── Passage to read ──

Scientists Discover Method Of Estimating Age Using Blood Samples
24 November 2010 | posted by: Grace Taylor | One Comment
A scientific team in Netherlands has developed a method for estimating a suspect’s age using blood residue left at a crime scene. This profiling method is available for immediate use so as to provide crime investigators with useful leads.
The developed method exploits T-cells, which are a feature of immune cells found in blood and play a significant role in identification of foreign matter such as bacteria, viruses, parasites and tumor cells. As a result of this process of recognition, small circular DNA molecules known as TCR excision circles (sjTREC) are produced.
These molecules reduce at a constant rate with age. The researchers, who published their findings in the journal, Current Biology’ say that this process can be manipulated to indicate the age of a human being accurately.
An allowance of nine years is given on the estimated age which allows placement of individuals within generational categories.

───
── Supplied information ──

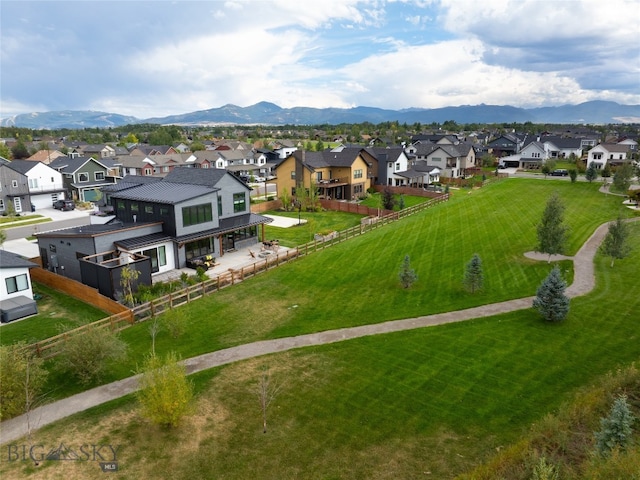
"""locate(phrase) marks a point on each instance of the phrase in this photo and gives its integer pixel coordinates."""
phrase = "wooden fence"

───

What to do:
(1) Revise the blood-age article starting at "The developed method" and ending at "(sjTREC) are produced.", replacing "T-cells" with "T lymphocytes".
(2) Pick up the article on estimating age from blood samples where it stops.

Task-by-task results:
(1)
The developed method exploits T lymphocytes, which are a feature of immune cells found in blood and play a significant role in identification of foreign matter such as bacteria, viruses, parasites and tumor cells. As a result of this process of recognition, small circular DNA molecules known as TCR excision circles (sjTREC) are produced.

(2)
The prediction of human phenotypes, that is, outward physical traits, is a field in forensics that is arising each day. According to the lead author of the report, Manfred Kayser of the Erasmus MC University Medical Center in Rotterdam, the test exhibited the highest accuracy of any previously formulated test to judge human phenotypic traits.
He went on to say that the fact that current DNA profiling only matches the DNA of known individual posed a problem where the sample collected did not match that of a suspect or of anyone in a criminal database. In such cases this method will come handy to find unknown individuals.